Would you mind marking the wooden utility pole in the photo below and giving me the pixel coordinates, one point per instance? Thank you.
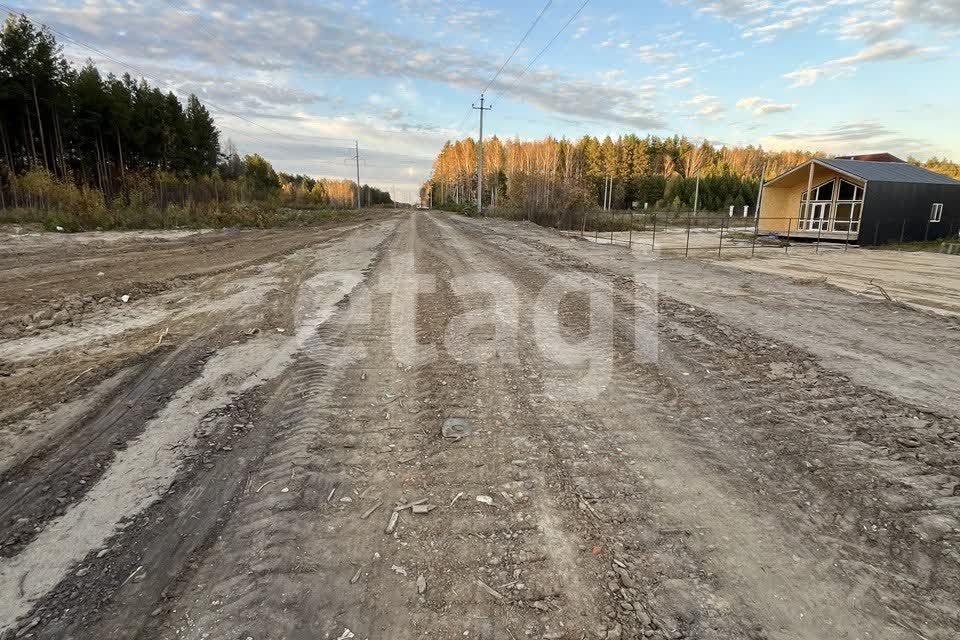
(481, 109)
(356, 156)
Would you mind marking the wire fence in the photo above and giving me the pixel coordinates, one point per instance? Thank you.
(686, 234)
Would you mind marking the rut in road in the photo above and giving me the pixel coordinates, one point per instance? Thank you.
(304, 563)
(652, 471)
(840, 484)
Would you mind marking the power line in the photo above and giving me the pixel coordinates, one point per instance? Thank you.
(519, 44)
(530, 64)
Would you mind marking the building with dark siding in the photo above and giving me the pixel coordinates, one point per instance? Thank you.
(872, 201)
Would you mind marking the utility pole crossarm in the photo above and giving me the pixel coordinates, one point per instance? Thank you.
(481, 109)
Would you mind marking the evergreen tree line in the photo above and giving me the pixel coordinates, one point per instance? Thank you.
(105, 148)
(660, 173)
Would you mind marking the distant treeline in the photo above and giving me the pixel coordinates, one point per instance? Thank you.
(107, 151)
(564, 174)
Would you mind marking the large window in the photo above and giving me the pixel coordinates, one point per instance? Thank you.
(936, 212)
(821, 193)
(820, 214)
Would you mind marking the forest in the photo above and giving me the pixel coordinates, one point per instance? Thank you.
(652, 172)
(80, 149)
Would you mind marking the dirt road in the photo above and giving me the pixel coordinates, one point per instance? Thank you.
(426, 426)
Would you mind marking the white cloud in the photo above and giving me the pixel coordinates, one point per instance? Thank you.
(853, 137)
(762, 106)
(886, 50)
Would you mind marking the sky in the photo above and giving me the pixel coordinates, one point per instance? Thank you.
(299, 81)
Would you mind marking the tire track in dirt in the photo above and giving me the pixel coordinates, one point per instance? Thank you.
(733, 369)
(653, 585)
(231, 365)
(47, 483)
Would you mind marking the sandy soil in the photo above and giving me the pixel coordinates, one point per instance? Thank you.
(925, 280)
(655, 448)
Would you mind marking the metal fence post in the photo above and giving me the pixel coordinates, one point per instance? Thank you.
(720, 246)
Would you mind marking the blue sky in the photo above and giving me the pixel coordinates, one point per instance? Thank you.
(842, 76)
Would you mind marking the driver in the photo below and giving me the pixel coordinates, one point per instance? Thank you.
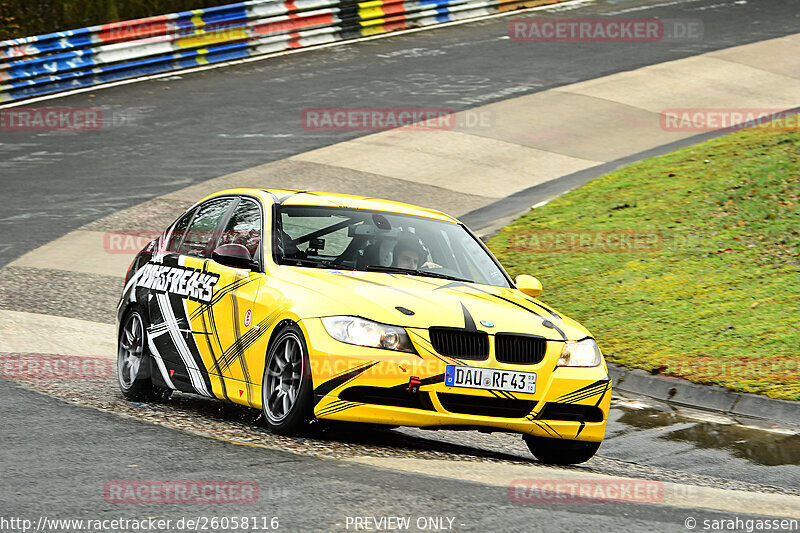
(409, 253)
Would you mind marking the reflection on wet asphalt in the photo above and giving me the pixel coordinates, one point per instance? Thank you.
(643, 440)
(756, 445)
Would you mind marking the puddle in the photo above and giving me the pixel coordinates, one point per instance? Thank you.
(766, 447)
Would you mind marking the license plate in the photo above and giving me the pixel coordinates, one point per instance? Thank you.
(472, 377)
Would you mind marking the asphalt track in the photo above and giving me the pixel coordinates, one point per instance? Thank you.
(164, 135)
(170, 145)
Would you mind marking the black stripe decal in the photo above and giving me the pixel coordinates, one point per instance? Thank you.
(341, 379)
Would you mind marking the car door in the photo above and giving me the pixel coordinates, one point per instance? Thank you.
(228, 328)
(177, 283)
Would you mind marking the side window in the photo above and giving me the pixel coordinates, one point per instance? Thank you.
(179, 230)
(244, 227)
(202, 232)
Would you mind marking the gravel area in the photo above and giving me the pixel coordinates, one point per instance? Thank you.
(211, 418)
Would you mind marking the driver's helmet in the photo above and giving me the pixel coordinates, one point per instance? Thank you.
(410, 243)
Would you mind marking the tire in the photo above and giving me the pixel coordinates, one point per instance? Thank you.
(286, 387)
(134, 362)
(561, 451)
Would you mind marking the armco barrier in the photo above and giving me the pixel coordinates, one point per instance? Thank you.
(45, 64)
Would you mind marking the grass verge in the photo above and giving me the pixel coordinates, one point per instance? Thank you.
(685, 264)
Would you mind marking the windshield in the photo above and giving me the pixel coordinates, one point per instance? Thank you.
(355, 239)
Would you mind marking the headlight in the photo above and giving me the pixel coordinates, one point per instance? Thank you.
(580, 353)
(362, 332)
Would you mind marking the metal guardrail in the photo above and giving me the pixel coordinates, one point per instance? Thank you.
(45, 64)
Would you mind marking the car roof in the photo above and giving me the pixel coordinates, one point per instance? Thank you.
(320, 198)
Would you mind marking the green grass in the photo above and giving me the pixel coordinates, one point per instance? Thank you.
(716, 301)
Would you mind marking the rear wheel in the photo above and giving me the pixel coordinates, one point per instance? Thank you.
(561, 451)
(286, 394)
(133, 362)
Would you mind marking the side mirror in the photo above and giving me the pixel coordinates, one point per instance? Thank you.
(233, 255)
(528, 285)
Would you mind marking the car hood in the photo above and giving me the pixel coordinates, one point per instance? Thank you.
(434, 302)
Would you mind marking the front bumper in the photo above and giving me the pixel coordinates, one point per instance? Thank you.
(358, 384)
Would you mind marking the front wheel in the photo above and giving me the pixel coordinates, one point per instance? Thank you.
(286, 395)
(133, 362)
(561, 451)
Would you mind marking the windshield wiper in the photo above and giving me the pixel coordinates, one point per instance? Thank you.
(398, 270)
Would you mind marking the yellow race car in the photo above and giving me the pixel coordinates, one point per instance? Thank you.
(311, 305)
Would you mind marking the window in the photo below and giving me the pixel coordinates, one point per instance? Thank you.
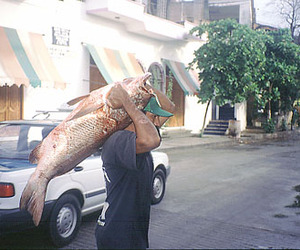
(158, 76)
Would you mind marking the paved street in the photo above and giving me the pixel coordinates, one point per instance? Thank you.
(227, 196)
(230, 197)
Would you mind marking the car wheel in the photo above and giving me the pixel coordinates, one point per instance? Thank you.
(65, 220)
(158, 186)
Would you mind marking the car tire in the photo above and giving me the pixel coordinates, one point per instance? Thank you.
(158, 186)
(64, 220)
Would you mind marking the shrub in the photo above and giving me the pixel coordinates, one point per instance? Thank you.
(269, 126)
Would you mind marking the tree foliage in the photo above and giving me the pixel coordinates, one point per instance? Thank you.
(279, 81)
(229, 62)
(238, 62)
(290, 10)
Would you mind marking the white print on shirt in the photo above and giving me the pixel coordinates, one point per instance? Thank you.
(106, 175)
(101, 219)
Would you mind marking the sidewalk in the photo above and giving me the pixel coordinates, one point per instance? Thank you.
(184, 139)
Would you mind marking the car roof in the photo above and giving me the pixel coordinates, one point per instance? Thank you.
(48, 122)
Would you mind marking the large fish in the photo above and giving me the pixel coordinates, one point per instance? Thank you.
(77, 137)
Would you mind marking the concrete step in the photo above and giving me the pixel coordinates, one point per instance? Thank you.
(216, 127)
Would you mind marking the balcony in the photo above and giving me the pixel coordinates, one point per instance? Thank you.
(133, 16)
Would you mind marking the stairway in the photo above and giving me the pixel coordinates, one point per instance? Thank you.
(216, 127)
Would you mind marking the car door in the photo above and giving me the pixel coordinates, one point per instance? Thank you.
(89, 175)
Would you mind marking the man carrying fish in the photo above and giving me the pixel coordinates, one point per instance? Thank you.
(128, 170)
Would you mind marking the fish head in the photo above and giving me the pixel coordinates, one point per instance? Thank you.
(137, 89)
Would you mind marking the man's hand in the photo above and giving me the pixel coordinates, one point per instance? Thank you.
(117, 97)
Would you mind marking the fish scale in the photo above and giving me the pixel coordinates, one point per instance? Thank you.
(77, 137)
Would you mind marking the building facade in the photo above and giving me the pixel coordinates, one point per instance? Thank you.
(58, 50)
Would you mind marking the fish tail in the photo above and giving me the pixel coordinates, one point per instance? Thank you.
(33, 198)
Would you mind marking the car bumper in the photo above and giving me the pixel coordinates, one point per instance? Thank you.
(14, 220)
(168, 170)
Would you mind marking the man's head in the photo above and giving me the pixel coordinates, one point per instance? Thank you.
(154, 111)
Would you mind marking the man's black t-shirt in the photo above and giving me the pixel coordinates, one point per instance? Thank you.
(124, 221)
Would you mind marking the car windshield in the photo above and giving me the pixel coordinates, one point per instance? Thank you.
(18, 140)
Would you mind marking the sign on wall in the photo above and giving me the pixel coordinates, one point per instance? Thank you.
(60, 36)
(60, 42)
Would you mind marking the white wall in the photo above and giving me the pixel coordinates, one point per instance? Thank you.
(73, 62)
(194, 114)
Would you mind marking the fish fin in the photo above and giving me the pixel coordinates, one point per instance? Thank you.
(34, 156)
(77, 99)
(33, 198)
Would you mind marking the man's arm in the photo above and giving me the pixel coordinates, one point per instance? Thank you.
(147, 137)
(165, 102)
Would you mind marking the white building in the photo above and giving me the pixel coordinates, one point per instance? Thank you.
(58, 50)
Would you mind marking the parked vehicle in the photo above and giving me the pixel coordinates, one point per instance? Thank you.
(69, 197)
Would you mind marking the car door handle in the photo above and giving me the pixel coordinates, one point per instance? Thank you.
(78, 169)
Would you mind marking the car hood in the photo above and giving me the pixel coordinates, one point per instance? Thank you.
(8, 165)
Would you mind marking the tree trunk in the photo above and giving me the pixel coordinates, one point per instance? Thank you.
(203, 125)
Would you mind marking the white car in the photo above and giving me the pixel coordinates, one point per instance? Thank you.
(70, 196)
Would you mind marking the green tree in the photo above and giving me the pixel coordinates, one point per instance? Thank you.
(279, 82)
(229, 63)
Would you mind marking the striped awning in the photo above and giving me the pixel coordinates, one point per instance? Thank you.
(24, 59)
(187, 80)
(115, 65)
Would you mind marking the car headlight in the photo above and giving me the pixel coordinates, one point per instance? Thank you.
(7, 190)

### What the task asks
Quote only the lines from the line containing "Would you mind marking the fish fin" through the end of the entries, keeping the first and the last.

### Task answer
Would you mind marking the fish fin in the photo above and giving me the pixel coordinates, one point per instance? Thank you.
(34, 156)
(77, 99)
(33, 198)
Would you mind marking the man's arm in the photo above and giving me the pixel coordinates, one point per instance? Thank you.
(147, 137)
(165, 102)
Would you mind marking the white building in the photo above and giving me the pixel coordinates, one point per instance? Thank you.
(58, 50)
Would you mind marking the parked vehicle in the photo above and giving me the pixel coordinates, one point per instance? Thank you.
(69, 197)
Would you mind marking the car door handle in the photo above and giving me the pixel coordinates, one point per instance? Thank you.
(78, 169)
Would you mind marking the car hood in the photo above and giving me the pixel coordinates, one point per instance? Thank you.
(8, 165)
Would you mind marking the tree trunk in the photo above and giving me the pixel coordinates, one point per instance? Thank you.
(203, 125)
Would you mind marking the white car in the photo above and giving me the pixel coordinates, one point per instance? Thank you.
(70, 196)
Would you mind marking the green tree in the photo above and giving me the pixel coordinates, one point per instance? Thank you.
(279, 82)
(229, 63)
Would you mind marking the striped awning in the photo above and giving me the pixel coordinates, one point per instance? Thank you.
(24, 59)
(187, 80)
(115, 65)
Would you mind marking the car headlight in the photo above and giving me the pixel coordinates, one point per instance? Thank you.
(7, 190)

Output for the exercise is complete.